### Quoted text
■ ■ ■ ■

Unions SHOULD decline... SHOULD BE ABOLISHED! They are little more than legalized extortion.... parasitic blood suckers... even more so for Public Employee Unions. :mad:

Reagan's firing of all PATCO members was a great thing.... too bad it didn't catch on throughout the USA.
 
Quote from Scataphagos:

Unions SHOULD decline... SHOULD BE ABOLISHED! They are little more than legalized extortion.... parasitic blood suckers... even more so for Public Employee Unions. :mad:

Reagan's firing of all PATCO members was a great thing.... too bad it didn't catch on throughout the USA.

They served a purpose in their original incarnation and then grew bloated and corrupt over time, just as any self-interested power structure will without vigilance built into the culture.
 
Quote from MarkJC:

The notion that the rich continue to get richer and the poor continue to stay poor is a myth and a lie that is perpetrated by those with socialist intents. The truth is completely opposite as the graph below demonstrates:

mobility.gif


From 1995 to 2006, the poorest who were in the lowest quintile (lowest %20 of incomes) had their incomes grow 90.5% over that time span. Those in the 20%-40% quintile had their incomes grow 35%. The richest, however, in the top 20% of incomes, only had their income grow 10% over this time period. The richest 5% actually had their incomes decline -7% over this period, and the big kicker - the richest 1% had their incomes fall a whopping -26%.

■ ■ ■ ■

### Written task A
In the forum posts, by what percentage did the incomes of the richest 1% change between 1995 and 2006?
### Written task B
List every income group in the forum posts that is given a percentage change for 1995 to 2006, along with that change.
### Written task C
Summarize the forum posts in two sentences.
The records have no connection to the forum posts.

■ ■ ■ ■

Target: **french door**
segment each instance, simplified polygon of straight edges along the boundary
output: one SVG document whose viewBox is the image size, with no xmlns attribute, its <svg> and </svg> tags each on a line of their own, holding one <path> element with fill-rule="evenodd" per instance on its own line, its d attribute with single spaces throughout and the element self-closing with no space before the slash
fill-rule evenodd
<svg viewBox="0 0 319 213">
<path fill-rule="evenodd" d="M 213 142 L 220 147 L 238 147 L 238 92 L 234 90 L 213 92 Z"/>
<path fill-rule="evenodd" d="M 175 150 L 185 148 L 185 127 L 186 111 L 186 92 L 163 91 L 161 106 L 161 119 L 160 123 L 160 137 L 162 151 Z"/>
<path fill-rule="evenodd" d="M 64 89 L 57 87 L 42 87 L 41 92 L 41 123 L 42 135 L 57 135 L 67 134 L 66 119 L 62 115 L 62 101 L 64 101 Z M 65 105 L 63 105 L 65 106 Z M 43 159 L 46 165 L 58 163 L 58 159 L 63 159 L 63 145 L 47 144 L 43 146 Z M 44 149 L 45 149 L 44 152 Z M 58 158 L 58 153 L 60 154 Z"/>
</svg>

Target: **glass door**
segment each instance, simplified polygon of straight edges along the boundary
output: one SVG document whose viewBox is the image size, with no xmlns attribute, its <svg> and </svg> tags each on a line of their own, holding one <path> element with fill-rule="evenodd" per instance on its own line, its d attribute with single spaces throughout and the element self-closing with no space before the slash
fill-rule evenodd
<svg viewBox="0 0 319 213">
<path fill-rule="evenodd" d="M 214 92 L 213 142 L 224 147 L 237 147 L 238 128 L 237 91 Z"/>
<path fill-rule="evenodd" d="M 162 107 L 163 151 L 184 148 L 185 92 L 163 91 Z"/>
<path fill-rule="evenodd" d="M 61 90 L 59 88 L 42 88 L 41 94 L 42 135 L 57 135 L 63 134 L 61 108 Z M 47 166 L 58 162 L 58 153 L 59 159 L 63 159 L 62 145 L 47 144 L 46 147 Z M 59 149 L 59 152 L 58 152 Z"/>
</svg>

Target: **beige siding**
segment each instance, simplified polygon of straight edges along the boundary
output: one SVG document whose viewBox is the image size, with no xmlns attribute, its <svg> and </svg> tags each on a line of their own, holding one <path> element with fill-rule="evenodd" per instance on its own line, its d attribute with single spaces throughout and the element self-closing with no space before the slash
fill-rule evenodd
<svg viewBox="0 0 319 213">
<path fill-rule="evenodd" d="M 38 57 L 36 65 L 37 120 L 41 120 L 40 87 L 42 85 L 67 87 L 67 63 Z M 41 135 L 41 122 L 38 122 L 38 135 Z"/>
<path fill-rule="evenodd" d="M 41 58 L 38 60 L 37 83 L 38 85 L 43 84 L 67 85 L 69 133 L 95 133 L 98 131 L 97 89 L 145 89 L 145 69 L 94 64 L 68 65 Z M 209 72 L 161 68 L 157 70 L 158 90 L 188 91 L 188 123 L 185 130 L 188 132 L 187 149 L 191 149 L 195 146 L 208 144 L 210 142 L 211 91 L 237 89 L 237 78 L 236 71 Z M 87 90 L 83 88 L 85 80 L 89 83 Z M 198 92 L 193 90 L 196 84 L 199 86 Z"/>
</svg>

■ ■ ■ ■

### Worked answer A
They fell by 26%.

### Worked answer B
- Lowest quintile (lowest 20% of incomes): grew 90.5%
- 20%–40% quintile: grew 35%
- Top 20% of incomes: grew 10%
- Richest 5%: declined 7%
- Richest 1%: fell 26%

### Worked answer C
One poster says unions should be abolished as legalized extortion and praises Reagan's firing of all PATCO members, and a reply says unions served a purpose at first but grew bloated and corrupt over time. Another post calls the idea that the rich keep getting richer a myth, citing figures from 1995 to 2006 in which incomes in the poorest quintile grew 90.5% while those of the richest 1% fell 26%.